-- Exercise --
Copy the documentation page on Medha embedders below in full, reproducing every line of it verbatim.

-- Document excerpt --

──────────────────────────────

Skip to content

Embedders

Medha is embedder-agnostic. You plug in any implementation of BaseEmbedder at construction time. Four adapters are provided out of the box.


Comparison

Embedder Dimensions API Key Cost Best For
FastEmbedAdapter 384–768 No Free Dev, on-prem, air-gapped
OpenAIAdapter 1536–3072 Yes $ General purpose
CohereAdapter 1024 Yes $$ Multilingual, enterprise
GeminiAdapter 768 Yes $ Google ecosystem

Tip

You can switch embedders at any time, but existing cache entries will no longer match because their stored embeddings were produced by the old model. See the FAQ for a migration strategy.


FastEmbedAdapter — Local ONNX

Install

pip install "medha-archai[fastembed]"

FastEmbed runs ONNX models in-process with no API key, no network calls (after first model download), and no per-token cost. The default model is BAAI/bge-small-en-v1.5 (384 dimensions).

from medha.embeddings.fastembed_adapter import FastEmbedAdapter

# Default model
embedder = FastEmbedAdapter()

# Larger model for higher accuracy
embedder = FastEmbedAdapter(model_name="BAAI/bge-large-en-v1.5")

Async usage:

import asyncio
from medha.embeddings.fastembed_adapter import FastEmbedAdapter

async def main():
    embedder = FastEmbedAdapter()
    vector = await embedder.embed("How many active users do we have?")
    print(len(vector))  # 384

asyncio.run(main())

OpenAIAdapter — OpenAI

Install

pip install "medha-archai[openai]"

Uses the OpenAI Embeddings API. The default model is text-embedding-3-small (1536 dimensions); text-embedding-3-large gives 3072 dimensions.

import os
from medha.embeddings.openai_adapter import OpenAIAdapter

embedder = OpenAIAdapter(
    api_key=os.environ["OPENAI_API_KEY"],
    model="text-embedding-3-small",
)

Async usage:

import asyncio, os
from medha.embeddings.openai_adapter import OpenAIAdapter

async def main():
    embedder = OpenAIAdapter(api_key=os.environ["OPENAI_API_KEY"])

──────────────────────────────

-- Provided records --
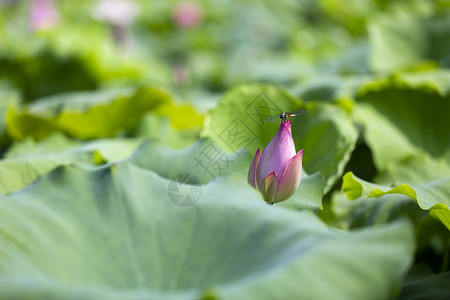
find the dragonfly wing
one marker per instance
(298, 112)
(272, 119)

──────────────────────────────

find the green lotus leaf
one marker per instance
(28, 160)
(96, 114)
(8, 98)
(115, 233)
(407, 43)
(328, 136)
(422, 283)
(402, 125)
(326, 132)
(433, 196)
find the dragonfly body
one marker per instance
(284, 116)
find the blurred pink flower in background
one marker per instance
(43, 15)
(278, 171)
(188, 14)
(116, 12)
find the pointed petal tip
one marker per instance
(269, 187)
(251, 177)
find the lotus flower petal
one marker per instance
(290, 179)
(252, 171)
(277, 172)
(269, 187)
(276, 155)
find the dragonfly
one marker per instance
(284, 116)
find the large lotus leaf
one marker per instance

──────────────────────────────

-- Answer space --
Skip to content

Embedders

Medha is embedder-agnostic. You plug in any implementation of BaseEmbedder at construction time. Four adapters are provided out of the box.


Comparison

Embedder Dimensions API Key Cost Best For
FastEmbedAdapter 384–768 No Free Dev, on-prem, air-gapped
OpenAIAdapter 1536–3072 Yes $ General purpose
CohereAdapter 1024 Yes $$ Multilingual, enterprise
GeminiAdapter 768 Yes $ Google ecosystem

Tip

You can switch embedders at any time, but existing cache entries will no longer match because their stored embeddings were produced by the old model. See the FAQ for a migration strategy.


FastEmbedAdapter — Local ONNX

Install

pip install "medha-archai[fastembed]"

FastEmbed runs ONNX models in-process with no API key, no network calls (after first model download), and no per-token cost. The default model is BAAI/bge-small-en-v1.5 (384 dimensions).

from medha.embeddings.fastembed_adapter import FastEmbedAdapter

# Default model
embedder = FastEmbedAdapter()

# Larger model for higher accuracy
embedder = FastEmbedAdapter(model_name="BAAI/bge-large-en-v1.5")

Async usage:

import asyncio
from medha.embeddings.fastembed_adapter import FastEmbedAdapter

async def main():
    embedder = FastEmbedAdapter()
    vector = await embedder.embed("How many active users do we have?")
    print(len(vector))  # 384

asyncio.run(main())

OpenAIAdapter — OpenAI

Install

pip install "medha-archai[openai]"

Uses the OpenAI Embeddings API. The default model is text-embedding-3-small (1536 dimensions); text-embedding-3-large gives 3072 dimensions.

import os
from medha.embeddings.openai_adapter import OpenAIAdapter

embedder = OpenAIAdapter(
    api_key=os.environ["OPENAI_API_KEY"],
    model="text-embedding-3-small",
)

Async usage:

import asyncio, os
from medha.embeddings.openai_adapter import OpenAIAdapter

async def main():
    embedder = OpenAIAdapter(api_key=os.environ["OPENAI_API_KEY"])